| Do this |
How many of the lines below contain the string "Query"? Case matters, and your reply should be only the number.

| Data lines |
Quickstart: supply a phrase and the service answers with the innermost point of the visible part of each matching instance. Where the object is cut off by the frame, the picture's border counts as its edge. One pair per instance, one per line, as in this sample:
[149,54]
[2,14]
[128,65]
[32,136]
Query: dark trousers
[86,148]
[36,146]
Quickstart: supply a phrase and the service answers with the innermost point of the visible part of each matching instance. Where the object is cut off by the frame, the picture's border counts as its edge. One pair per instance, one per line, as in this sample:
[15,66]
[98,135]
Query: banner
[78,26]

* * *

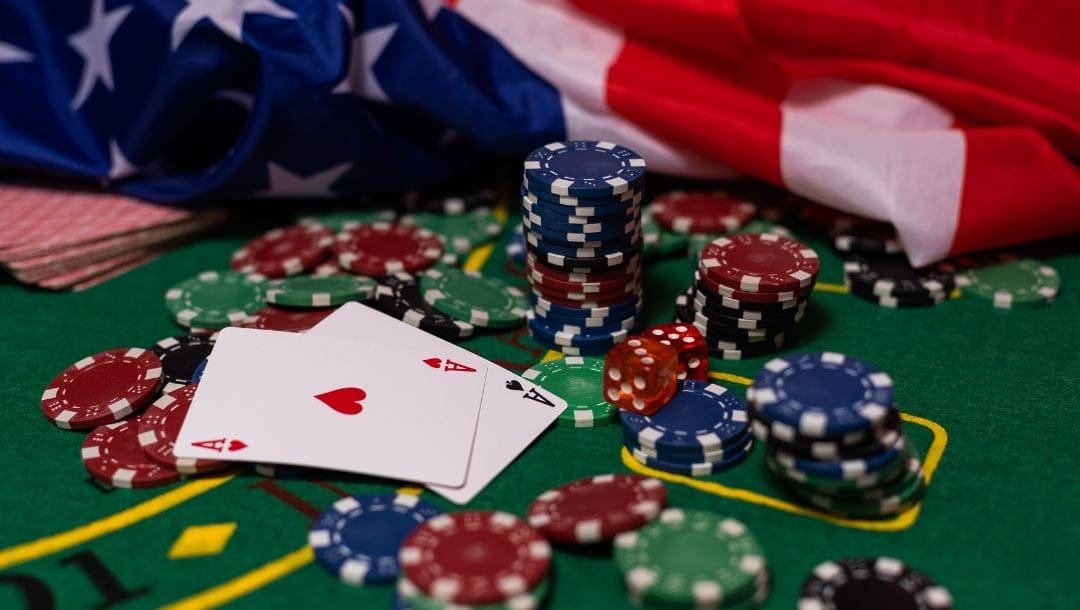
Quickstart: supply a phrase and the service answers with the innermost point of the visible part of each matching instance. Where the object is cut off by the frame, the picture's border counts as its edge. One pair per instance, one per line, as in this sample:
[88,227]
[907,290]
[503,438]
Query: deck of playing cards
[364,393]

| Finished exercise |
3